§ Exercise: Please retype the entries below word for word, passing over every picture.

[Stored dataset items]
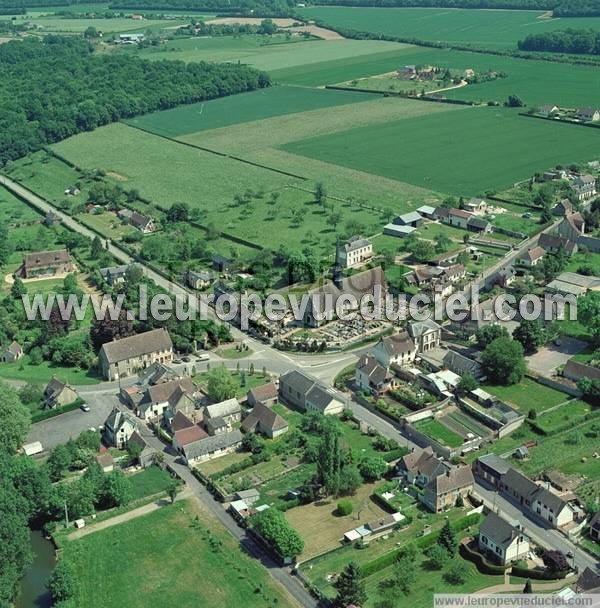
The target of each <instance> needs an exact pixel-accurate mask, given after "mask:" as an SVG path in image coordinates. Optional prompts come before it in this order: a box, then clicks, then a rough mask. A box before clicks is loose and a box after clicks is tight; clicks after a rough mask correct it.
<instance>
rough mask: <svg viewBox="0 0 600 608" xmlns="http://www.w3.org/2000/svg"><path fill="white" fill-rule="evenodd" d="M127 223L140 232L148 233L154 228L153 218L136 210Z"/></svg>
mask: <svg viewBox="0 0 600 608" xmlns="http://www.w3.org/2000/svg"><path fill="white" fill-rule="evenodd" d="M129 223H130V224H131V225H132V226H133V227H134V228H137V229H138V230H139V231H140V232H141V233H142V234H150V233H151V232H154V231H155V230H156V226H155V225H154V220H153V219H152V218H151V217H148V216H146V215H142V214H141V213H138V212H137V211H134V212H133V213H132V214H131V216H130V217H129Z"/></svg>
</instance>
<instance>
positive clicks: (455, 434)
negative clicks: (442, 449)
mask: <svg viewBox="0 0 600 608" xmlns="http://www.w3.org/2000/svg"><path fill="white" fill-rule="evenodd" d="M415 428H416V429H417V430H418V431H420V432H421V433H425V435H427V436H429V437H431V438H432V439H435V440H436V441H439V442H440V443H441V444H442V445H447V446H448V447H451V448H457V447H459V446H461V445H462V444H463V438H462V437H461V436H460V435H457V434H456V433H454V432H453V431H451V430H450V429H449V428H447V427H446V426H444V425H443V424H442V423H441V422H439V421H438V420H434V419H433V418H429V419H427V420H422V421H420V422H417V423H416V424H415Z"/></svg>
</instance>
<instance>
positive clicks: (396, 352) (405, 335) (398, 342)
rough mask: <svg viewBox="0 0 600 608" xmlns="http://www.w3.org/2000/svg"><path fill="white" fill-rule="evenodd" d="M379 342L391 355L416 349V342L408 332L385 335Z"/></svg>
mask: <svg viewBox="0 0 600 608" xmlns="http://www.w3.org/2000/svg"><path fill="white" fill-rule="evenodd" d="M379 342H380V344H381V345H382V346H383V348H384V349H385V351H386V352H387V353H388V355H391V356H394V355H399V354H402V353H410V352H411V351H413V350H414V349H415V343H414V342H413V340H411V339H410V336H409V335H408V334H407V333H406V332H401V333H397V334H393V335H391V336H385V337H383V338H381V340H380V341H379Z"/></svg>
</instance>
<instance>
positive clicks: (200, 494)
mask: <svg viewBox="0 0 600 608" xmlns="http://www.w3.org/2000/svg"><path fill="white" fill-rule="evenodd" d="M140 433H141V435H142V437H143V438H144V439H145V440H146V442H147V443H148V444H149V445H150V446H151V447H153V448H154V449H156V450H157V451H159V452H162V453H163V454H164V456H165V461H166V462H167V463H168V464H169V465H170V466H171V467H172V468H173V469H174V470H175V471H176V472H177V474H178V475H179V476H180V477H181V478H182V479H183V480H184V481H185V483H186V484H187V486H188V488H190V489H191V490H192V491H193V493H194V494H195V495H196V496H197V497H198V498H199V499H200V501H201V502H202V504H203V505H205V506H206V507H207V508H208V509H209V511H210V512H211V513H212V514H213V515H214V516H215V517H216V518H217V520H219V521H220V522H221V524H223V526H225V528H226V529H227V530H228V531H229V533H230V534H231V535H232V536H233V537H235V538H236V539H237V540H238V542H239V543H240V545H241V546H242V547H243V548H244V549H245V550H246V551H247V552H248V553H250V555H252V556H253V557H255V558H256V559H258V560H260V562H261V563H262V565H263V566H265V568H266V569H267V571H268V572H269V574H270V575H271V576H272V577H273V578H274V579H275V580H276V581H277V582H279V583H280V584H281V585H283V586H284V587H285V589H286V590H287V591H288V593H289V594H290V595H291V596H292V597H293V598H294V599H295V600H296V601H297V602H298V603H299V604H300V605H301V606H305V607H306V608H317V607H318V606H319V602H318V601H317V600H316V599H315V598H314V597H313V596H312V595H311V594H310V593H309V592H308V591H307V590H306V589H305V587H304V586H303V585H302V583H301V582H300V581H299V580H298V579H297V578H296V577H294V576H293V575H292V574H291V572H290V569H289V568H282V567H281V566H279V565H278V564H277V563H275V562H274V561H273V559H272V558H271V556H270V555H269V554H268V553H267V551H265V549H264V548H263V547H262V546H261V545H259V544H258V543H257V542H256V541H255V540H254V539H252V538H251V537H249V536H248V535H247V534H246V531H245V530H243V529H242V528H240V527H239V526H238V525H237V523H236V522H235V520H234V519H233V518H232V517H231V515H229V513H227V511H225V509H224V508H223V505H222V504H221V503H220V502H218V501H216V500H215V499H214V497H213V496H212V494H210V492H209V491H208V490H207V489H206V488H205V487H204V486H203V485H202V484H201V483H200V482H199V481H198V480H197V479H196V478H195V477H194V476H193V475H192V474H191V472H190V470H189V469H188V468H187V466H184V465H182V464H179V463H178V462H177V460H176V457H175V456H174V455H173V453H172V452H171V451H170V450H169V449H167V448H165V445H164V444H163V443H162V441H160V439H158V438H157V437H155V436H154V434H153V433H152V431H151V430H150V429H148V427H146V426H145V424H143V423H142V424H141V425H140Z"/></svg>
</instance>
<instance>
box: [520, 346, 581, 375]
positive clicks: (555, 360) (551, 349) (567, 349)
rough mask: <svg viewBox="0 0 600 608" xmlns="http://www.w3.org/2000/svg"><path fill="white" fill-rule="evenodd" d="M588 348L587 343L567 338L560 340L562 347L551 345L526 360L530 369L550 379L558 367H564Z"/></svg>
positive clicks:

§ Response to this task:
The target of each <instance> needs an exact pixel-accurate mask, given after "mask:" as an SVG path in image coordinates. Optional prompts come before it in this order: a box, then clicks, then a rough mask. A box before clicks is loose and a box after clicks is tight; clicks after a rough mask correct it.
<instance>
rough mask: <svg viewBox="0 0 600 608" xmlns="http://www.w3.org/2000/svg"><path fill="white" fill-rule="evenodd" d="M127 223L140 232L148 233L154 228L153 218L136 210Z"/></svg>
mask: <svg viewBox="0 0 600 608" xmlns="http://www.w3.org/2000/svg"><path fill="white" fill-rule="evenodd" d="M129 223H130V224H131V225H132V226H133V227H134V228H137V229H138V230H139V231H140V232H141V233H142V234H150V233H151V232H154V231H155V230H156V226H155V225H154V220H153V219H152V218H151V217H148V216H146V215H142V214H141V213H138V212H137V211H134V212H133V213H132V214H131V216H130V217H129Z"/></svg>
</instance>
<instance>
positive clicks: (455, 434)
negative clicks: (442, 449)
mask: <svg viewBox="0 0 600 608" xmlns="http://www.w3.org/2000/svg"><path fill="white" fill-rule="evenodd" d="M415 428H416V429H417V430H418V431H420V432H421V433H425V435H427V436H429V437H431V438H432V439H435V440H436V441H439V442H440V443H441V444H442V445H447V446H448V447H451V448H457V447H459V446H461V445H462V444H463V438H462V437H461V436H460V435H457V434H456V433H454V432H453V431H451V430H450V429H449V428H447V427H446V426H444V425H443V424H442V423H441V422H439V421H438V420H434V419H433V418H429V419H427V420H422V421H420V422H417V423H416V424H415Z"/></svg>
</instance>
<instance>
positive clicks: (396, 352) (405, 335) (398, 342)
rough mask: <svg viewBox="0 0 600 608" xmlns="http://www.w3.org/2000/svg"><path fill="white" fill-rule="evenodd" d="M379 342L391 355L416 349V342L408 332L385 335Z"/></svg>
mask: <svg viewBox="0 0 600 608" xmlns="http://www.w3.org/2000/svg"><path fill="white" fill-rule="evenodd" d="M379 342H380V344H381V345H382V346H383V348H384V349H385V351H386V352H387V353H388V355H391V356H394V355H399V354H402V353H410V352H411V351H413V350H414V349H415V343H414V342H413V340H411V339H410V336H409V335H408V334H407V333H406V332H401V333H397V334H393V335H391V336H385V337H383V338H381V340H380V341H379Z"/></svg>
</instance>
<instance>
positive clicks: (200, 494)
mask: <svg viewBox="0 0 600 608" xmlns="http://www.w3.org/2000/svg"><path fill="white" fill-rule="evenodd" d="M140 433H141V435H142V437H143V438H144V439H145V440H146V442H147V443H148V444H149V445H150V446H151V447H153V448H154V449H156V450H157V451H159V452H162V453H163V454H164V456H165V461H166V462H167V463H168V464H169V465H170V466H171V467H172V468H173V469H174V470H175V471H176V472H177V474H178V475H179V476H180V477H181V478H182V479H183V480H184V481H185V483H186V484H187V486H188V488H190V489H191V490H192V491H193V493H194V494H195V495H196V496H197V497H198V498H199V499H200V501H201V502H202V504H203V505H205V506H206V507H207V508H208V509H209V511H210V512H211V513H212V514H213V515H214V516H215V517H216V518H217V520H219V521H220V522H221V524H223V526H225V528H226V529H227V530H228V531H229V533H230V534H231V535H232V536H233V537H235V538H236V539H237V540H238V542H239V543H240V545H241V546H242V547H243V548H244V549H245V550H246V551H247V552H248V553H250V555H252V556H253V557H255V558H256V559H258V560H260V562H261V563H262V565H263V566H265V568H266V569H267V571H268V572H269V574H270V575H271V576H272V577H273V578H274V579H275V580H276V581H277V582H279V583H280V584H281V585H283V586H284V587H285V589H286V590H287V591H288V593H289V594H290V595H291V596H292V597H293V598H294V599H295V600H296V601H297V602H298V603H299V604H300V605H301V606H305V607H306V608H317V607H318V606H319V602H318V601H317V600H316V599H315V598H314V597H313V596H312V595H311V594H310V593H309V592H308V591H307V590H306V589H305V587H304V586H303V585H302V583H301V582H300V581H299V580H298V579H297V578H296V577H294V576H293V575H292V574H291V572H290V569H289V568H282V567H281V566H279V565H278V564H277V563H275V562H274V561H273V559H272V558H271V556H270V555H269V554H268V553H267V551H265V549H264V548H263V547H262V546H261V545H259V544H258V543H257V542H256V541H255V540H254V539H252V538H251V537H249V536H248V535H247V534H246V531H245V530H243V529H242V528H240V527H239V526H238V525H237V523H236V522H235V520H234V519H233V518H232V517H231V515H229V513H227V511H225V509H224V508H223V505H222V504H221V503H220V502H218V501H216V500H215V499H214V497H213V496H212V494H210V492H209V491H208V490H207V489H206V488H205V487H204V486H203V485H202V484H201V483H200V482H199V481H198V480H197V479H196V478H195V477H194V476H193V475H192V474H191V472H190V470H189V469H188V468H187V466H184V465H182V464H179V463H178V462H177V460H176V457H175V456H174V455H173V453H172V452H171V451H170V450H169V449H167V448H165V445H164V444H163V443H162V441H160V439H158V438H157V437H155V436H154V434H153V433H152V431H151V430H150V429H148V427H146V426H145V424H143V423H142V424H141V425H140Z"/></svg>
</instance>
<instance>
box: [520, 346, 581, 375]
positive clicks: (555, 360) (551, 349) (567, 349)
rough mask: <svg viewBox="0 0 600 608" xmlns="http://www.w3.org/2000/svg"><path fill="white" fill-rule="evenodd" d="M588 348L587 343L567 338L560 340L562 347L551 345L526 360L530 369L550 379L558 367H564Z"/></svg>
positive clicks:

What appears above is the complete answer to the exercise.